◆ Information provided
◇ ◇ ◇ ◇
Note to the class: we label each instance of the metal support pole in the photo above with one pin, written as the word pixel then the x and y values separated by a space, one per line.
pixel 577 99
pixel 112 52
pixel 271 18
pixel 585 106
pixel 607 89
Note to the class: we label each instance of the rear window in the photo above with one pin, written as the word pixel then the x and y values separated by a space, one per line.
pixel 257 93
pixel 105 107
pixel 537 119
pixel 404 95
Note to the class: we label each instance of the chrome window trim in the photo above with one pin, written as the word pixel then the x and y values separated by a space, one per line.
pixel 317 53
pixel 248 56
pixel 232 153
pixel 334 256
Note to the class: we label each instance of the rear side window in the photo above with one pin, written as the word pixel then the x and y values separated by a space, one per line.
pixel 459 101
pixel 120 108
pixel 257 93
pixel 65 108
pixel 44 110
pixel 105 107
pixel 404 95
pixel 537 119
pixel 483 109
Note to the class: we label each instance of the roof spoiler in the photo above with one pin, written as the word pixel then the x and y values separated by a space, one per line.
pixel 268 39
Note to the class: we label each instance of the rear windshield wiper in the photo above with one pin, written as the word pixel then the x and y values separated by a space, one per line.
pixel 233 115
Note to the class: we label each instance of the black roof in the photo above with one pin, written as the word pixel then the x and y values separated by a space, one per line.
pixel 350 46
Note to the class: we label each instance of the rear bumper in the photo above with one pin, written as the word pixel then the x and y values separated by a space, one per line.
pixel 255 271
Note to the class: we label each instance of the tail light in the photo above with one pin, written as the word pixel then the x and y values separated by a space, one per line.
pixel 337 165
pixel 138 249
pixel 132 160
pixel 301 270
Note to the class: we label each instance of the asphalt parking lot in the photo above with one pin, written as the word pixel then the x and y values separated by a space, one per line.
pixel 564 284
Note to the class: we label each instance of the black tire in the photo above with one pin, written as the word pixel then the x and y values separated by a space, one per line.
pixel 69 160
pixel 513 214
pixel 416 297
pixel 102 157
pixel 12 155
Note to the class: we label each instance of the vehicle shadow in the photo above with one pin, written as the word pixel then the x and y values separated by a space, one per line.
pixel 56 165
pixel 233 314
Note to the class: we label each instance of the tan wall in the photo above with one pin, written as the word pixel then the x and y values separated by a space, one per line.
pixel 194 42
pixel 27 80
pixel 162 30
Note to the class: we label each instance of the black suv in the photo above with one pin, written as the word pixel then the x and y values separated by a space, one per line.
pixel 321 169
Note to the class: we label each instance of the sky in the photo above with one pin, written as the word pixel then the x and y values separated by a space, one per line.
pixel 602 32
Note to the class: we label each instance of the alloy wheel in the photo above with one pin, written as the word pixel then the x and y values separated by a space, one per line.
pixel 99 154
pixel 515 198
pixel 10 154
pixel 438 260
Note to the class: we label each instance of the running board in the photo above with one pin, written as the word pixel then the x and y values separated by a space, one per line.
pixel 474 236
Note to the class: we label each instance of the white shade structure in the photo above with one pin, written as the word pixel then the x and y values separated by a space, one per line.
◇ ◇ ◇ ◇
◆ Description of the task
Reproduce the whole listing word for word.

◆ Solution
Note to the class: we label each instance of the metal support pole in the photo above with one pin, written as the word pixel then the x and y values separated by a space, one per line.
pixel 577 99
pixel 112 52
pixel 271 18
pixel 585 106
pixel 607 89
Note to the class: we label each instance of the rear window in the photo above with one pin, written as the word pixel then the x and y values separated by a space, one per line.
pixel 257 93
pixel 105 107
pixel 537 119
pixel 404 95
Note to the class: we label each instance of the chrome window trim in the photo above with one pin, written as the word pixel then the x and y values separated by a space, one per line.
pixel 317 53
pixel 248 56
pixel 232 153
pixel 334 256
Note to the class: we label each instance of the rear side window in the photo above with one pin, written as the word pixel then the x and y values separated by a space, one per line.
pixel 459 101
pixel 120 108
pixel 257 93
pixel 65 108
pixel 44 110
pixel 105 107
pixel 404 95
pixel 537 119
pixel 483 109
Note to the class: we label each instance of the roof spoiler in the photo above with one pin, written as the word pixel then the x and y values separated by a space, one per line.
pixel 268 39
Note to the class: we label each instance of the rear windshield wiper in the photo above with one pin, written as the word pixel then the x and y values separated by a space, one per line.
pixel 233 115
Note to the class: we label each instance of the black roof in the photo above with one pin, written as the word pixel then the x and y values separated by a space, one per line.
pixel 350 46
Note to the class: we label each instance of the rear bumper in the photo above with one pin, written as the word pixel then the x and y values separated by a space, one per line.
pixel 255 271
Note to the class: we label each instance of the tail light in the photo above with one pin, written as the word pixel then the x and y values separated by a space, one per line.
pixel 337 165
pixel 138 249
pixel 132 160
pixel 301 270
Note to the class: we label each instance of the asphalt parking lot in the photo above with one pin, written as the word pixel then the x and y values separated by a space, one per line.
pixel 564 284
Note to the class: we label each instance of the black tire in the photo above with one pin, written as the word pixel then the x and y values separated by a space, one per line.
pixel 69 160
pixel 513 214
pixel 416 297
pixel 102 157
pixel 12 155
Note to the class: we label each instance of the vehicle shadow in the photo above with one pin, written as the word pixel then the x and y values separated by a space, one per line.
pixel 56 165
pixel 233 314
Note to the class: we label each instance of the tan wall in the photo above with one pin, written as the word pixel then the x and y values separated by a space, one per line.
pixel 194 42
pixel 27 80
pixel 162 30
Note to the class: we label each instance of the black suv in the photo above with one pin, written as the word pixel then the x and y values separated by a space, one per line.
pixel 321 169
Note to the class: we label each instance of the sky in the photo above with one pin, written as the word pixel then the x and y values separated by a space, one per line.
pixel 602 32
Note to the class: we label each instance of the alloy wheel in the photo above with one pin, written as the word pixel then the x and y values separated by a space, one per line.
pixel 99 154
pixel 515 198
pixel 10 154
pixel 438 260
Note to the class: we label each instance of the running board in the photo above with one pin, written as the word pixel then the x and y values separated by a space, one per line.
pixel 474 236
Note to the class: we label each instance of the white shade structure in the photo above with one pin, written as the word pixel then the x and y values separated by a space, one per line.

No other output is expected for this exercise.